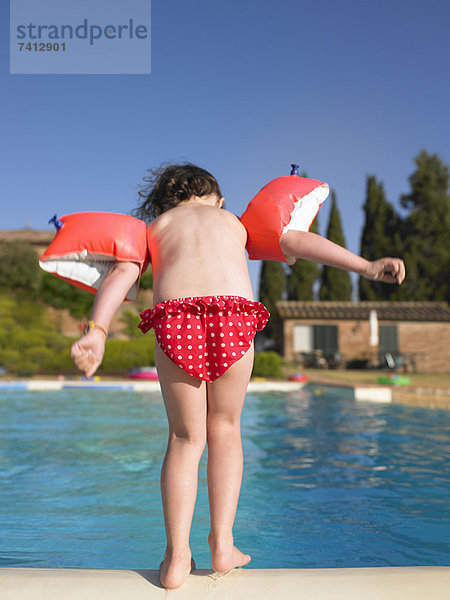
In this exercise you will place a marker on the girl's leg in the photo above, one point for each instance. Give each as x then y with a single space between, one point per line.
185 402
225 461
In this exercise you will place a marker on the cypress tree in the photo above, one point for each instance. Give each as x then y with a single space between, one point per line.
302 276
426 249
272 285
380 237
335 283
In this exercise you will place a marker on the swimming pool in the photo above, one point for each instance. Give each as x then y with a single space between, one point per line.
328 481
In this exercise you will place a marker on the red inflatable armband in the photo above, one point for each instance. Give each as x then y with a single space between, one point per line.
286 203
88 243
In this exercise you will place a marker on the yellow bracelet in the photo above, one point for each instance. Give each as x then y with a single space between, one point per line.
91 325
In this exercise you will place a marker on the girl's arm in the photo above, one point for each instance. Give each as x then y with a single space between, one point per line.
87 352
310 246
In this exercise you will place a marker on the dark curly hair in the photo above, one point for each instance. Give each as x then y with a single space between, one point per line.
169 185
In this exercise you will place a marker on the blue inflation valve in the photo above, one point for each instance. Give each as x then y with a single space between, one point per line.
56 222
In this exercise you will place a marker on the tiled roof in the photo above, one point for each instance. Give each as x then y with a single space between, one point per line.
386 311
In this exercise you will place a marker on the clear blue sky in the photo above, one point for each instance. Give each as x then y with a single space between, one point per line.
242 88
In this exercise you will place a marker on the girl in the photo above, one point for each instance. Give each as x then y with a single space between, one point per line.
205 320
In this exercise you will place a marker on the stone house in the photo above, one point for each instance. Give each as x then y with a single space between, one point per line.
415 334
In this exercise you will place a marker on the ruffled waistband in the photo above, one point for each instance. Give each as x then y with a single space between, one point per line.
197 305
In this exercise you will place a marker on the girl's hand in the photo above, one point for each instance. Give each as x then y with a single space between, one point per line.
87 352
389 270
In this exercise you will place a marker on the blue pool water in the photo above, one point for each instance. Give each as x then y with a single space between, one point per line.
328 482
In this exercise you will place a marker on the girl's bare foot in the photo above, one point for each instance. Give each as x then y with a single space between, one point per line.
225 557
173 571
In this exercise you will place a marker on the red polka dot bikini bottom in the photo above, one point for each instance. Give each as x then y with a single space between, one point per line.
205 335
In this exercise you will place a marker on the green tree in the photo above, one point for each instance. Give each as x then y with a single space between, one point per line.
272 285
380 237
335 283
426 250
303 275
19 267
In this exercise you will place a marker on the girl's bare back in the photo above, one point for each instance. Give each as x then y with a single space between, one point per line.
198 249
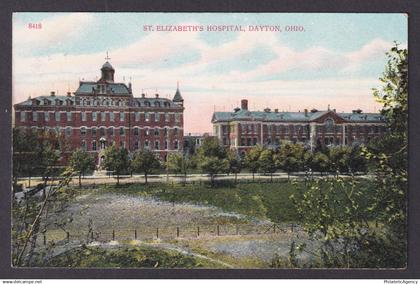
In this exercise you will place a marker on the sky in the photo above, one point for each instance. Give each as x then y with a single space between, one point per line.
330 59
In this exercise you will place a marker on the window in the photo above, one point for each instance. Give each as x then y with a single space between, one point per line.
69 117
83 145
34 116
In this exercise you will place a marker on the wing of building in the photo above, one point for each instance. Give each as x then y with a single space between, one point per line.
242 128
103 113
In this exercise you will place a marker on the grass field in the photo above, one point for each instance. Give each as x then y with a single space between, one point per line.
260 200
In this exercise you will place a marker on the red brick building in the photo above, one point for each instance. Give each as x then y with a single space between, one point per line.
102 113
242 129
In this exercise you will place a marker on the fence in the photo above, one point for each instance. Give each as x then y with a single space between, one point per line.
169 233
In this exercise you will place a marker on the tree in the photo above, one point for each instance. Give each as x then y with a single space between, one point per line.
338 212
340 158
252 159
145 162
235 163
116 160
320 162
212 158
82 162
290 158
267 162
179 164
390 157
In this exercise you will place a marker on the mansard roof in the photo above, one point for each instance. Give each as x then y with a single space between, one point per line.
44 99
245 115
115 88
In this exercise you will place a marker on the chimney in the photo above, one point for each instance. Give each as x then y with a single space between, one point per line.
244 104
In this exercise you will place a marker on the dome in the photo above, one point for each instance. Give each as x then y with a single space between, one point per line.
107 65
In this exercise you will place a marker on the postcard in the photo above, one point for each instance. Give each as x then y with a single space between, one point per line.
209 140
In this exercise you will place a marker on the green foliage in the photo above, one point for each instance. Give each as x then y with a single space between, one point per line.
145 162
290 157
126 257
116 160
252 158
212 158
81 162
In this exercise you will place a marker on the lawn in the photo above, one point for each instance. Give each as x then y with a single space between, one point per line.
260 200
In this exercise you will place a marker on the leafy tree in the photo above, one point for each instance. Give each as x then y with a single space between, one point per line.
340 158
145 162
252 158
116 160
320 162
390 156
82 162
178 163
290 158
267 162
235 163
212 158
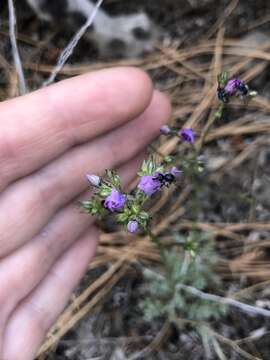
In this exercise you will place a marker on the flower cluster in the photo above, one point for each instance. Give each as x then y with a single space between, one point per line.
235 87
109 197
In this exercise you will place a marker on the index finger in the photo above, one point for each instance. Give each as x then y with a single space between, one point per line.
38 127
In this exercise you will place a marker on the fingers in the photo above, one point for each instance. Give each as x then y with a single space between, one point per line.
34 316
40 126
36 258
37 198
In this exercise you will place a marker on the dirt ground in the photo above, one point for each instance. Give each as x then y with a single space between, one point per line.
201 38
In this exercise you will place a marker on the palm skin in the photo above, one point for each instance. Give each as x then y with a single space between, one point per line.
49 140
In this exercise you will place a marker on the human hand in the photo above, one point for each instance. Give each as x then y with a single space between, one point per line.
49 140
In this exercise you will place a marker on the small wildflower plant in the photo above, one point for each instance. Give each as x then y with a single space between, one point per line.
190 261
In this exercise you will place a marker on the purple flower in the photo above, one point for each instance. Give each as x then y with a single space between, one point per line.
115 201
165 130
233 85
175 171
187 135
149 185
93 179
133 226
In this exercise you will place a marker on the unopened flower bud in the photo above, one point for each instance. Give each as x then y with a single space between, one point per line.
187 135
133 226
94 180
165 130
176 172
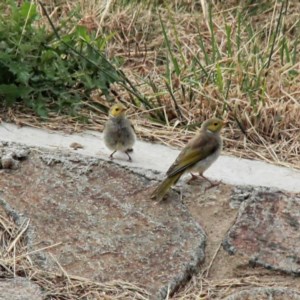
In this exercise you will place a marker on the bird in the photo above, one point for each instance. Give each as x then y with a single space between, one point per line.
119 134
197 156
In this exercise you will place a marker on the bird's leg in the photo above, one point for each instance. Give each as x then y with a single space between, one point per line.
129 158
193 178
112 155
212 184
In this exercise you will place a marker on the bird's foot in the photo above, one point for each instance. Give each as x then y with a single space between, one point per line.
212 184
129 157
192 179
112 155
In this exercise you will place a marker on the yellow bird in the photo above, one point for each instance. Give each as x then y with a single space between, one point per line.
118 132
196 156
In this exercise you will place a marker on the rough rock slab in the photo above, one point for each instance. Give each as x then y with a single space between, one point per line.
19 289
107 225
267 230
265 294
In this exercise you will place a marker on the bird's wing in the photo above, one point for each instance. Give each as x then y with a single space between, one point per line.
197 149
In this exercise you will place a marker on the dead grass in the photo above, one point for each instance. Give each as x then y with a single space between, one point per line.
270 117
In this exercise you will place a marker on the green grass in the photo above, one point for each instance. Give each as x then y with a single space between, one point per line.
170 62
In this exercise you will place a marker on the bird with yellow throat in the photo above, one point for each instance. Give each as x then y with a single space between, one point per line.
196 156
118 132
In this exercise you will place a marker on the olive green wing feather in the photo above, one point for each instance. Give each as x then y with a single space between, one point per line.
197 149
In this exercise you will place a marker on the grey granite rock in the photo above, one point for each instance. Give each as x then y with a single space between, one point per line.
19 289
107 225
267 230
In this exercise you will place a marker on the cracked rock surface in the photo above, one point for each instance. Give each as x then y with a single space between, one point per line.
265 294
267 230
19 289
106 225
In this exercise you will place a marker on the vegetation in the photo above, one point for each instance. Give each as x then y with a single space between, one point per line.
174 63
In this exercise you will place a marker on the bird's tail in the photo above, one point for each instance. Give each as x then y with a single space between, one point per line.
164 187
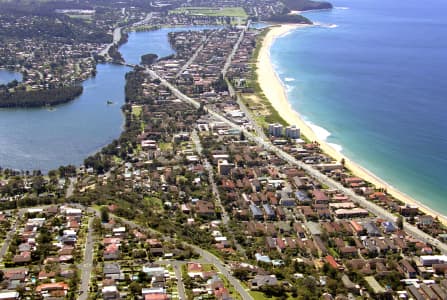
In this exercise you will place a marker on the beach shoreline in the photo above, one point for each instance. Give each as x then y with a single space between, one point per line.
275 92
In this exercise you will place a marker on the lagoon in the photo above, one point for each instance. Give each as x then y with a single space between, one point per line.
44 139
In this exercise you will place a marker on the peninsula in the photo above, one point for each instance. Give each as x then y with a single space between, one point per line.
217 189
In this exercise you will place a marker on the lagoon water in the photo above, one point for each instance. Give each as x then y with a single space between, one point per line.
7 76
32 139
372 77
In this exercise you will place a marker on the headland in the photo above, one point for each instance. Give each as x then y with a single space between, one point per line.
275 92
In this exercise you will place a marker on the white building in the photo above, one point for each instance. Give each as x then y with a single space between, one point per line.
292 132
275 129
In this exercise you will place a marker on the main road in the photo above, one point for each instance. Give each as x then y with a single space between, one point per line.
361 201
207 256
116 38
87 265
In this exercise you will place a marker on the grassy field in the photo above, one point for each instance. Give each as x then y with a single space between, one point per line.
235 12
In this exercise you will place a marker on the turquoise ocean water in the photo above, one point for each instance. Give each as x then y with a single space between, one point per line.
371 79
44 139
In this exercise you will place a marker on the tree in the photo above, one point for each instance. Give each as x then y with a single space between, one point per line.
104 214
400 222
135 288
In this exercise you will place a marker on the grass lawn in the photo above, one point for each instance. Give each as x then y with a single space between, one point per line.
235 12
258 295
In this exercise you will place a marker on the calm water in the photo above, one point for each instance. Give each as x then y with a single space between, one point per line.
41 139
8 76
372 77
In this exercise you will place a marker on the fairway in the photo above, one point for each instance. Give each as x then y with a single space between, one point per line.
236 12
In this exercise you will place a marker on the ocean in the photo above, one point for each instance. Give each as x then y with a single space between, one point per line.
371 79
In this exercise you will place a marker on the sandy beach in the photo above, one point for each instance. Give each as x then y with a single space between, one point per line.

· · ·

» **Exercise**:
Output, unchanged, the lines from the line with "the grass lawn" through the final line of the material.

» **In response**:
In this exercise you will place a marker on the grass lawn in the photo above, one point for each instance. Give each as x then y with a single space between, one point per line.
235 12
258 295
In this exercise you will place a marker on the calm water in the photo above, one point for each instance. Give each as x then y with a single space between, one point per line.
41 139
8 76
372 77
In this exercise you will place a marker on the fairway in the photo above, one point for each instance. Give each as x then y with a single space between, one point per line.
236 12
In this exercise you will place a marker on the ocean in the photo above, one point for each instance. Give each as x then y with a single space between, one point per line.
371 79
In this exercise you will place a marker on the sandy beach in the photo above, one point for each instance. Give each as x then y with a single space between, one point per line.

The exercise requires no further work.